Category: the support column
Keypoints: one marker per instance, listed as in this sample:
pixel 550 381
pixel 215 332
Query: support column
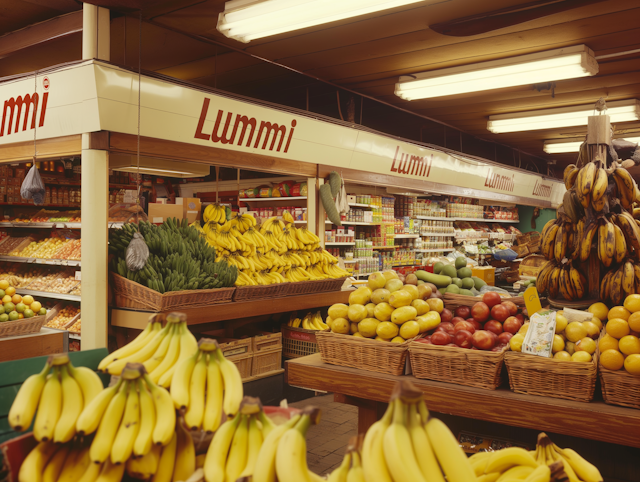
pixel 95 209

WHAT IS BEING ASKED →
Could the listing above be transcribed exactly, with the pictures left out?

SOLUTION →
Category: the support column
Keypoints: one marker per instance, listed as in this sample:
pixel 550 381
pixel 215 332
Query: support column
pixel 95 209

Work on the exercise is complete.